What the exercise asks -> Reproduce the following material line for line, changing nothing.

· · ·

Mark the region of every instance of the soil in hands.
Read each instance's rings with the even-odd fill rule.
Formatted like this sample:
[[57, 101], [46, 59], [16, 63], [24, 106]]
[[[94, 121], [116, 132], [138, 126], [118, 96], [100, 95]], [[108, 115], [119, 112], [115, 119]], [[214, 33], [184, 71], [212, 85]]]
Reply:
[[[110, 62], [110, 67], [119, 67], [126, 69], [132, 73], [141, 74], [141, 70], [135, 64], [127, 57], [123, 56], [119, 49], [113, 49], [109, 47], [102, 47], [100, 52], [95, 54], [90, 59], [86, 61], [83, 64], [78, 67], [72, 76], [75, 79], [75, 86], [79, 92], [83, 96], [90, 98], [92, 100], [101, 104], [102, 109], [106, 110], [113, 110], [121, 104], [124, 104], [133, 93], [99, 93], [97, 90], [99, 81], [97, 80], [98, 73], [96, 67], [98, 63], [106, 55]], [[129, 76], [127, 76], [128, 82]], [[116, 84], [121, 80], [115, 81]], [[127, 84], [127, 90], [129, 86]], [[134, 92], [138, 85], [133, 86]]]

· · ·

Result of this task ->
Mark the region of every instance of the soil in hands.
Read each instance's rings with the even-odd fill rule.
Formatted like this sample:
[[57, 101], [46, 59], [16, 63], [24, 106]]
[[[94, 121], [116, 132], [138, 126], [118, 96], [100, 95]], [[108, 115], [119, 112], [115, 119]], [[214, 33], [184, 71], [212, 85]]]
Reply:
[[[110, 62], [110, 67], [119, 67], [126, 69], [132, 73], [141, 74], [141, 70], [135, 64], [127, 57], [123, 56], [119, 49], [113, 49], [109, 47], [102, 47], [100, 52], [95, 54], [90, 59], [86, 61], [83, 64], [78, 67], [72, 76], [75, 79], [75, 86], [79, 92], [83, 96], [90, 98], [92, 100], [101, 104], [102, 109], [106, 110], [113, 110], [121, 104], [124, 104], [133, 93], [99, 93], [97, 90], [99, 81], [97, 80], [98, 73], [96, 67], [98, 63], [106, 55]], [[129, 76], [127, 76], [128, 82]], [[116, 84], [121, 80], [115, 81]], [[127, 84], [127, 90], [129, 86]], [[134, 92], [138, 85], [133, 86]]]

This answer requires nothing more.